Extracted text.
Background

Autism spectrum disorders (ASDs) are characterized by impairments in communication, social interaction, as well as repetitive and restrictive behaviors. Individuals with ASDs also frequently demonstrate other medical challenges such as intellectual disability and seizures, and the ASD phenotype is recognized in over 100 different medical genetic disorders [1]. Underlying genetic risk factors, particularly rare penetrant genic copy number variations (CNVs), are thought to explain approximately 5–10% of the disorder depending on the cohort examined. However, no single candidate genetic locus has been implicated in more than 1% of ASD cases and hundreds of candidate genes have been identified [1].

Most CNV studies in ASD have focused on individuals of European ancestry [24], but studies describing the genetic architecture in other populations are also required, particularly as clinical microarray testing continues to be adopted as the standard of care across medical genetic labs worldwide [5]. Outside North America and Western Europe, the reported prevalence of ASD varies from the approximately 1% usually noted [6]. In China, the first ASD cases were not detected until the early 1980s and a meta-analysis estimated the rate of ASD in newborns as 11.8 per 10,000 [7].

Genetic studies of ASD in Han Chinese individuals have been presented primarily as case reports or association studies of particular common single nucleotide polymorphisms (SNPs) previously identified in individuals with ASD of European ancestry [8]. So far, however, there has been a dearth of published studies of rare CNVs in Chinese autism cohorts. Moreover, previous CNV studies in the general Asian population have shown substantial differences in terms of location and frequency of some CNVs [9], necessitating our ongoing work to examine the characteristics of CNVs in a Han Chinese cohort with clinically diagnosed ASD.

Methods

Sample selection

ASD-affected individuals and their families were referred to the Children Development and Behavior Research Center (CDBRC) at Harbin Medical University, China, by their community physician between January 2007 and June 2011. Proband diagnosis and study inclusion criteria were completed as previously described [8]. The Autism Behavior Checklist (ABC) and Childhood Autism Rating Scale (CARS) were used for diagnosis. We report on 104 consecutive cases with an ASD diagnosis made by two psychiatrists at the CDBRC. Subsequently, DNA was also obtained from the parents of these ASD individuals. Proband participants consisted of 91 males (87.5%) and 13 females (12.5%). The mean age of the probands at enrolment was 4.31 ± 1.80 years. The study was approved by the Ethics Committee at Harbin Medical University and written consent was obtained from parents.

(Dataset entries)
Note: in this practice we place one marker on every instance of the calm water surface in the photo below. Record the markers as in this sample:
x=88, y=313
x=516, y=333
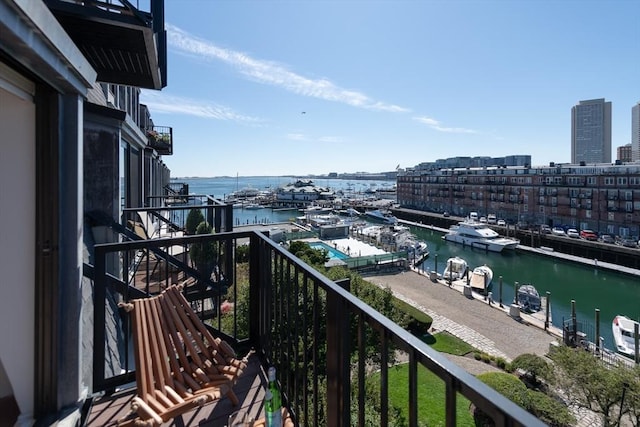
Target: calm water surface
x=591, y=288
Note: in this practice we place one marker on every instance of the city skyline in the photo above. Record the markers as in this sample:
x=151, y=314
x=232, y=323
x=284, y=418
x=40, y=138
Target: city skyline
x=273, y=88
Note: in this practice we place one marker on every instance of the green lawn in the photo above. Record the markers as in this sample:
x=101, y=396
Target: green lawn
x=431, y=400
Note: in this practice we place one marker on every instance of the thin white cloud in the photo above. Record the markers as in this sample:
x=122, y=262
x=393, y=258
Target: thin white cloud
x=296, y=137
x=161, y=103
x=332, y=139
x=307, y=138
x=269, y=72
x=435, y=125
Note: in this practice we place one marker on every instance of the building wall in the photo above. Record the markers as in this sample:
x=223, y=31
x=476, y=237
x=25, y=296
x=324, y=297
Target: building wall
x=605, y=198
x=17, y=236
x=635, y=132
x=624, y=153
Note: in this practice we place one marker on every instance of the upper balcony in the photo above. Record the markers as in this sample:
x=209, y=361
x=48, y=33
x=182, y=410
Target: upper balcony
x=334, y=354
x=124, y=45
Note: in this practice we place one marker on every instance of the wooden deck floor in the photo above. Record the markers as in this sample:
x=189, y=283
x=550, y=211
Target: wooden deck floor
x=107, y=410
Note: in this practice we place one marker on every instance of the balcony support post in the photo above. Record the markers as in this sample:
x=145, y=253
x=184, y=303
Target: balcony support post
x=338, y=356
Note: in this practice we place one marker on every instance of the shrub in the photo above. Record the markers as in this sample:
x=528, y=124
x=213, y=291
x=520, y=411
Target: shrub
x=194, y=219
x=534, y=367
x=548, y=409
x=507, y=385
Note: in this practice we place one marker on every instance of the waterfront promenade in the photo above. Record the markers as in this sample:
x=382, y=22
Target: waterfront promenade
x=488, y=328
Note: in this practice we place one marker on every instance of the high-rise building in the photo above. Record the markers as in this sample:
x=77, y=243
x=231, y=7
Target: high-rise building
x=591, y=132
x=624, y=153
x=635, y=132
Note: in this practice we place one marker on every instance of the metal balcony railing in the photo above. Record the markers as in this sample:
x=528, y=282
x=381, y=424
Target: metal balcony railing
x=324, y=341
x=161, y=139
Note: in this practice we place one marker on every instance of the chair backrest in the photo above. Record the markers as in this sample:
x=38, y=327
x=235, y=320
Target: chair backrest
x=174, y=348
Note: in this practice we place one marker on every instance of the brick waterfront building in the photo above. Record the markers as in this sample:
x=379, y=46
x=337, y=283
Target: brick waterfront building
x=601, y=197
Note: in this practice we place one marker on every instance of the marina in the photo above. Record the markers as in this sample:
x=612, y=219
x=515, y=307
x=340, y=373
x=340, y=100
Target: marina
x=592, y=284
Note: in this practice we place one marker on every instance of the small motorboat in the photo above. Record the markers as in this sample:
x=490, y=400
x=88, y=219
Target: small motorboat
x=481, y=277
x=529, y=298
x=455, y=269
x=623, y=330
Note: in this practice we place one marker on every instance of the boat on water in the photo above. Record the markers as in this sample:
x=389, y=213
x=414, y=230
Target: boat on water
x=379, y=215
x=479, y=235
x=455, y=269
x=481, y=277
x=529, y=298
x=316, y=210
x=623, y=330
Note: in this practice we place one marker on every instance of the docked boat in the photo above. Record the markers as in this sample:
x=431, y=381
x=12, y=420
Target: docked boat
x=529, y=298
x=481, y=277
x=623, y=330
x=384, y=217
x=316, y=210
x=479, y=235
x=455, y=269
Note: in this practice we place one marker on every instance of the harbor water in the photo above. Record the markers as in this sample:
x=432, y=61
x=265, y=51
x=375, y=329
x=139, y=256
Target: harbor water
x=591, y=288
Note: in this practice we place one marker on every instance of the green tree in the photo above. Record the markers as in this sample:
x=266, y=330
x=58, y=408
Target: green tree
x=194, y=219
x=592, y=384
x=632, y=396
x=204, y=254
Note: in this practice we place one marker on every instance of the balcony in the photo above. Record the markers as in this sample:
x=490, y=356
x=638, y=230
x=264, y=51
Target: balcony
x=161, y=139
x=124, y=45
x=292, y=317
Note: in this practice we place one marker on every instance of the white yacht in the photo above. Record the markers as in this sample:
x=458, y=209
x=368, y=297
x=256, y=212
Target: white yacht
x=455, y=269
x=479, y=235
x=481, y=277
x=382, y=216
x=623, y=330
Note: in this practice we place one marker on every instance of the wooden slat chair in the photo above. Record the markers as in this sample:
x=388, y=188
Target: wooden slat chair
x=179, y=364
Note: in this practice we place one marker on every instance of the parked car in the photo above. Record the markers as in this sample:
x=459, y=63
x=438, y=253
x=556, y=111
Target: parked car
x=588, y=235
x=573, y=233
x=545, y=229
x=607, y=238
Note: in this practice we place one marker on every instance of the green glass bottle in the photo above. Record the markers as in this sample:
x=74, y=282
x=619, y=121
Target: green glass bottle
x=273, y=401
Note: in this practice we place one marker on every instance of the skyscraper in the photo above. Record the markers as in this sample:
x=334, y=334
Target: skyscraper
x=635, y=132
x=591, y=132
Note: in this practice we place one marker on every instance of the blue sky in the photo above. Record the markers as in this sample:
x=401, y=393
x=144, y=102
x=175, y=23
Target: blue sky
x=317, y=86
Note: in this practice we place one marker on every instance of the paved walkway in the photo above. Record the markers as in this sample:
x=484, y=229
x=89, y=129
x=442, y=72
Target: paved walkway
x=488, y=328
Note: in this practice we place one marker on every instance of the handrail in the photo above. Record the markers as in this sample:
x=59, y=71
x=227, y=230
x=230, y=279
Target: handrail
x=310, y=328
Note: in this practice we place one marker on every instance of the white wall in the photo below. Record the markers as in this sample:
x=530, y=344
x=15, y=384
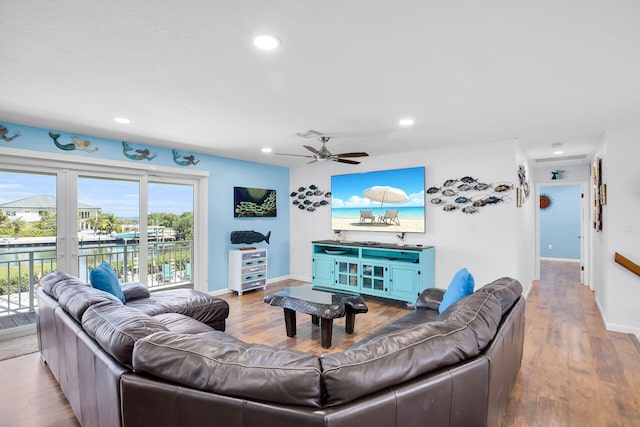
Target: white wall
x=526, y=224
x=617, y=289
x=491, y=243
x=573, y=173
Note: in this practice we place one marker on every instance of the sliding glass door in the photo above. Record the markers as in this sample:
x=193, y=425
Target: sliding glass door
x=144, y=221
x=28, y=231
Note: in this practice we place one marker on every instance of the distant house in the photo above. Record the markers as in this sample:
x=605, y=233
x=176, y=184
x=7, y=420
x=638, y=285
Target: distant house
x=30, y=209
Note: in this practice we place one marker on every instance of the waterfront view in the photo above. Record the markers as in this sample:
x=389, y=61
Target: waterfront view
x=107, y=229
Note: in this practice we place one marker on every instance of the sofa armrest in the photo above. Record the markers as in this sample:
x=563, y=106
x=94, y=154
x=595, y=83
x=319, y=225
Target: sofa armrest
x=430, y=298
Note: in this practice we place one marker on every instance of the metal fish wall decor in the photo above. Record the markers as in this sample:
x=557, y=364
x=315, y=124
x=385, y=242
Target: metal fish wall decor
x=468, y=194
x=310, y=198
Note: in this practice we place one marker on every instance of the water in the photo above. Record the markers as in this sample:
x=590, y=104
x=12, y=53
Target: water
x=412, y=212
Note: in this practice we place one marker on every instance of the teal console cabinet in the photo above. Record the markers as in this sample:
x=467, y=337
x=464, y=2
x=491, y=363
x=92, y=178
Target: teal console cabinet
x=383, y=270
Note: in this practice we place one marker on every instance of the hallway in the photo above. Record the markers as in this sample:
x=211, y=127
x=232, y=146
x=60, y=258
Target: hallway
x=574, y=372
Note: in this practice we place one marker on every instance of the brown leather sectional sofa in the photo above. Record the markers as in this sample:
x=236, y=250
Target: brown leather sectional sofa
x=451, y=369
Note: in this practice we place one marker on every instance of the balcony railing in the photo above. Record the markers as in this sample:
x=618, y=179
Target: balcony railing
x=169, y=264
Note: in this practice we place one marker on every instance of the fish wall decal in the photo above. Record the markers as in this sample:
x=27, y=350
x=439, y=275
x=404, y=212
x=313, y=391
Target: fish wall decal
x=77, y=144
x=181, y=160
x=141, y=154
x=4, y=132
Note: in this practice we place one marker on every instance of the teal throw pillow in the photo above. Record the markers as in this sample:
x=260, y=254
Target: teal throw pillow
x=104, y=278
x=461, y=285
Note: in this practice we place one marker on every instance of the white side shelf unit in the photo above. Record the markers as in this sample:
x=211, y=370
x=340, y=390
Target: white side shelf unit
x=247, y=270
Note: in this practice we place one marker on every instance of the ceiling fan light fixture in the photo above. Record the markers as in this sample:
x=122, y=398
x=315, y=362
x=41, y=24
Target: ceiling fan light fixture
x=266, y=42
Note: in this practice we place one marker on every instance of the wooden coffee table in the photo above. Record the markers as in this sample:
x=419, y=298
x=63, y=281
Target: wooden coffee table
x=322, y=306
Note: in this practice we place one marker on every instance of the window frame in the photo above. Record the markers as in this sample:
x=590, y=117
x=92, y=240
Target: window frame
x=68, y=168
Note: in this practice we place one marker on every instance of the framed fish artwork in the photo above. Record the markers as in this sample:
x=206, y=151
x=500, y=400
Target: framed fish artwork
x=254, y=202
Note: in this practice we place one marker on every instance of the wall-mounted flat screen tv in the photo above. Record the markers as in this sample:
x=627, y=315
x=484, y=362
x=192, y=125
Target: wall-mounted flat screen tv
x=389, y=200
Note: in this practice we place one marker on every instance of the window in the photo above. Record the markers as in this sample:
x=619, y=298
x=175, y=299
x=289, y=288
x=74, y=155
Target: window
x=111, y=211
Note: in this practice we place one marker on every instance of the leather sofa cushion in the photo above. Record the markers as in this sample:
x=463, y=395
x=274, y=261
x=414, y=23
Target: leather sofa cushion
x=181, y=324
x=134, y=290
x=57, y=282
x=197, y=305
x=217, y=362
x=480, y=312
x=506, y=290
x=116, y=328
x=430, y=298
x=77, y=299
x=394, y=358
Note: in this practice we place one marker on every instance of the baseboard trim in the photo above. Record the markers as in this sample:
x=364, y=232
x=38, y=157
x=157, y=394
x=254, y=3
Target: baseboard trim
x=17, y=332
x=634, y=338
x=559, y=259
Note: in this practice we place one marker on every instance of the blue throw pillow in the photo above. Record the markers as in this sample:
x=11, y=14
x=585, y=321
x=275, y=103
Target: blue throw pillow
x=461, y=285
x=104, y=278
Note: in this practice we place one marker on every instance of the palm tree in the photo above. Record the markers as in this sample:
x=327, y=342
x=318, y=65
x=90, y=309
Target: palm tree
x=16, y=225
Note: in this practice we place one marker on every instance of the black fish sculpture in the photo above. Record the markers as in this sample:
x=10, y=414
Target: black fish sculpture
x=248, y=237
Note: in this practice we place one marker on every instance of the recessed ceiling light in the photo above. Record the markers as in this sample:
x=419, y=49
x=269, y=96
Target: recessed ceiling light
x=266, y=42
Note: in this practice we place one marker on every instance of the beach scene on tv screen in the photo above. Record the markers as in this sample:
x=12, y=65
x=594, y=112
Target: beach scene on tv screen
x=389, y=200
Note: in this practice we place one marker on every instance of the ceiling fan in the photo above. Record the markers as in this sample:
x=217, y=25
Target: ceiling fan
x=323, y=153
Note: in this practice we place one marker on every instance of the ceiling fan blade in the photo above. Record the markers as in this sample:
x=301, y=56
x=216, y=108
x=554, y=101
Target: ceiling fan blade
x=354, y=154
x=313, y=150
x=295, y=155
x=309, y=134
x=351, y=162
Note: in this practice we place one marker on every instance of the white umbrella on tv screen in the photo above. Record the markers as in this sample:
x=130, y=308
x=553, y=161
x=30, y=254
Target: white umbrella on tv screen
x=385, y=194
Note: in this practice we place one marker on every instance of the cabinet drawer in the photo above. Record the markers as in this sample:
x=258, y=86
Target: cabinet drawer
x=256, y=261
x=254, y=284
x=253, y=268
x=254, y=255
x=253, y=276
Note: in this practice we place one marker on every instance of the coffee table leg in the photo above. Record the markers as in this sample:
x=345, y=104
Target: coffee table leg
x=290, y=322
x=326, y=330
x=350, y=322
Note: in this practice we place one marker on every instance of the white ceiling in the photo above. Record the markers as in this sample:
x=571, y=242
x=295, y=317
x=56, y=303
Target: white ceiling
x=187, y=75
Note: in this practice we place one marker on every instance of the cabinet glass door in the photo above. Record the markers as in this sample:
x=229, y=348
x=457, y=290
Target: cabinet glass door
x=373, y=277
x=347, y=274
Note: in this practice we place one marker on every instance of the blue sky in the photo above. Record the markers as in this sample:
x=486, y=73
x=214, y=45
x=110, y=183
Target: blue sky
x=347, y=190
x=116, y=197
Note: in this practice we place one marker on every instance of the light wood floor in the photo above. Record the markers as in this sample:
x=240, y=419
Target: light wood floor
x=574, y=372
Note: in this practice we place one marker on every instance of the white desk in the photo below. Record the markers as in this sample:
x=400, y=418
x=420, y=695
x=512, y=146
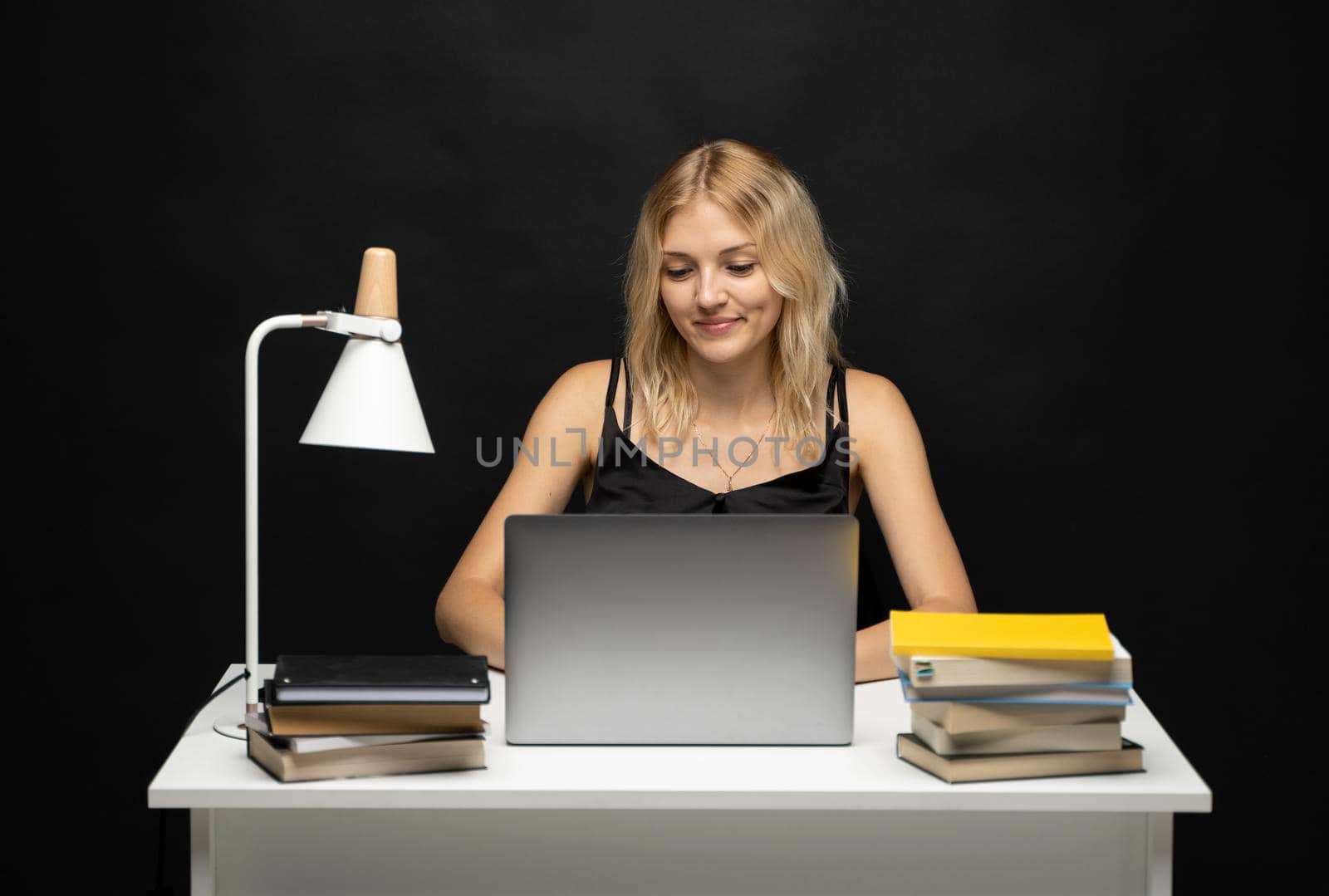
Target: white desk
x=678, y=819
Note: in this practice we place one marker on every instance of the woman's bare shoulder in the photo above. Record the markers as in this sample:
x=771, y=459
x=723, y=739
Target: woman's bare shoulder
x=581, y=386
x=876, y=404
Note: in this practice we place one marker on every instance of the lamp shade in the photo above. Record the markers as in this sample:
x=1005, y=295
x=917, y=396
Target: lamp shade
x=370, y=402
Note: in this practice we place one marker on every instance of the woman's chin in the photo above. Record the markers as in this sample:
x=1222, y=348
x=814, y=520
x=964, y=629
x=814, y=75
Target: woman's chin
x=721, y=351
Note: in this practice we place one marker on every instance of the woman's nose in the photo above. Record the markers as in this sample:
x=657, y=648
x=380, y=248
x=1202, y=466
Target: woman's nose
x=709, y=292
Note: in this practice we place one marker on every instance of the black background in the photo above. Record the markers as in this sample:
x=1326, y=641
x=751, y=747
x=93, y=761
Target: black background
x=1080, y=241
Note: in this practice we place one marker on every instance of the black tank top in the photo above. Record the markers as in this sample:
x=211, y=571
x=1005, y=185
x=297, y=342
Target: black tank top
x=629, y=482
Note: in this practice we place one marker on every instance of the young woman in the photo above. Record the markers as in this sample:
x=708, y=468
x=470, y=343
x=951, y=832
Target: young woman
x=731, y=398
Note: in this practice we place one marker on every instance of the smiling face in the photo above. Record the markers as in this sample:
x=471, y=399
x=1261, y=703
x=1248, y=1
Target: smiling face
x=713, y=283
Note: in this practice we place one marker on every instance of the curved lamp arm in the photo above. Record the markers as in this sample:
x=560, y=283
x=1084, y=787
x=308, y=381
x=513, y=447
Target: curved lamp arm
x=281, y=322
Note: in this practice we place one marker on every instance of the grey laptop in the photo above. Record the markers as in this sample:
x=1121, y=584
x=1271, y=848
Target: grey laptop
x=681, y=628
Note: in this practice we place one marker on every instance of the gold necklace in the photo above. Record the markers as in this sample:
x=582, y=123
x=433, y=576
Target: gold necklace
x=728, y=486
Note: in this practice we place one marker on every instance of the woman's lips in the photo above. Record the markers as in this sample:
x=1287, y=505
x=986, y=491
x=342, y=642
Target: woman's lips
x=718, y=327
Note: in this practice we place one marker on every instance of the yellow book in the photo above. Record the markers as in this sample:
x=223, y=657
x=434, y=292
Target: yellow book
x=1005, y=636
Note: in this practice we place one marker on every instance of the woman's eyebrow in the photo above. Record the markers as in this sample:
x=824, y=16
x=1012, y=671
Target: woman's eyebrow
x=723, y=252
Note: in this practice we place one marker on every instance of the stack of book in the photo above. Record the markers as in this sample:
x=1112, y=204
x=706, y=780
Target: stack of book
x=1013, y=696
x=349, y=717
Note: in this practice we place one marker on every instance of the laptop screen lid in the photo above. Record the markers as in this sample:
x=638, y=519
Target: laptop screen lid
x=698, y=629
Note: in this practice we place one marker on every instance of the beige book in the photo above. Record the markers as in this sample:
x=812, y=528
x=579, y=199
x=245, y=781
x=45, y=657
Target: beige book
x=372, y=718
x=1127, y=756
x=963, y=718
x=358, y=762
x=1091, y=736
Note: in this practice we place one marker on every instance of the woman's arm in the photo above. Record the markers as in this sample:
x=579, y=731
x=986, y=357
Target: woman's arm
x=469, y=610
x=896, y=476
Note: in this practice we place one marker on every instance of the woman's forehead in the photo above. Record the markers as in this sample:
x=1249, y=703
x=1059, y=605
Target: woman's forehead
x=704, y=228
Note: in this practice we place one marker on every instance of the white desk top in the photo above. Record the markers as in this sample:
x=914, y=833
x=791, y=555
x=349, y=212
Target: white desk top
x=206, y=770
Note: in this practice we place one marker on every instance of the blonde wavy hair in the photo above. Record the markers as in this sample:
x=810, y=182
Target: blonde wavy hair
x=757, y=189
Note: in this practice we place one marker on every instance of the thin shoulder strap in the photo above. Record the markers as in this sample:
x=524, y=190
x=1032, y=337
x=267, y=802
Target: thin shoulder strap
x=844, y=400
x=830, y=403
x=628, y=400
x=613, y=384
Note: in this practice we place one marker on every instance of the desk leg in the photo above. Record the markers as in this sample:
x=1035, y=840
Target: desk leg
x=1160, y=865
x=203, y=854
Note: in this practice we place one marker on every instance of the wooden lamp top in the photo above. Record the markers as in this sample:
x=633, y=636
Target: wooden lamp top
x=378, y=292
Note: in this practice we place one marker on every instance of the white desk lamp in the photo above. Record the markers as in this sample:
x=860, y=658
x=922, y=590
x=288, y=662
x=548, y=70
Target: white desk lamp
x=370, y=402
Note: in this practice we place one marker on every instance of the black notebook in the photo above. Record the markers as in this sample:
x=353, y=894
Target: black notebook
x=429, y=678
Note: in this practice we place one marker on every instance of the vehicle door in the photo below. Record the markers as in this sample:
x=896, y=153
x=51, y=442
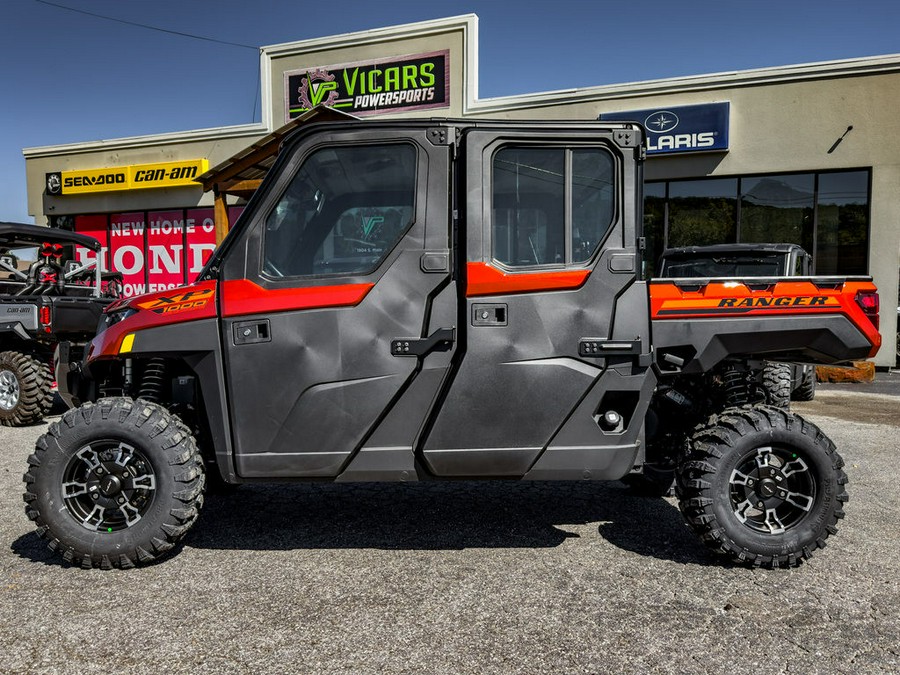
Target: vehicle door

Actions to take.
1. In the article on copy number variations in Han Chinese individuals with autism, how many of the probands were female?
2. List every section heading that appears in the article on copy number variations in Han Chinese individuals with autism.
3. Continue the article on copy number variations in Han Chinese individuals with autism, starting right after its final sentence.

Answers for this exercise.
1. 13 (12.5%)

2. Background, Methods, Sample selection

3.
Genotyping and variant calling

Genotyping was performed on the Affymetrix CytoScan HD platform (Santa Clara, CA, USA) according to the manufacturer's specifications. PLINK software was used to confirm the Han Chinese ethnicity of all individuals in the study from extracted SNP genotypes (Additional file 1: Figure S1). Samples from 100 probands and 200 parents passed our quality control metrics including 93 complete trios. CNVs were called via our CNV detection pipeline (Additional file 1: Figure S2). Population control datasets used to distinguish rare variants included three Han Chinese-specific cohorts and one microarray-specific set of primarily European individuals (see Additional file 1). For all case and control samples, genotyping and CNV calling were performed using identical procedures [10] and CNV data was compared against the Database of Genomic Variants [11]. Validation methods confirmed 96% (27/28) of the CNVs tested.

Expression analysis

The SuperScript III First-Strand Synthesis SuperMix for qRT-PCR kit (Life Technologies, Carlsbad, CA, USA) was used to generate cDNA from RNA extracted from 11 tissues and a whole brain sample. Expression analysis and tissue distribution of CASKIN1 and PKD1 were illustrated using quantitative RT-PCR. The housekeeping genes MED13 and ACTB were used to normalize the expression level.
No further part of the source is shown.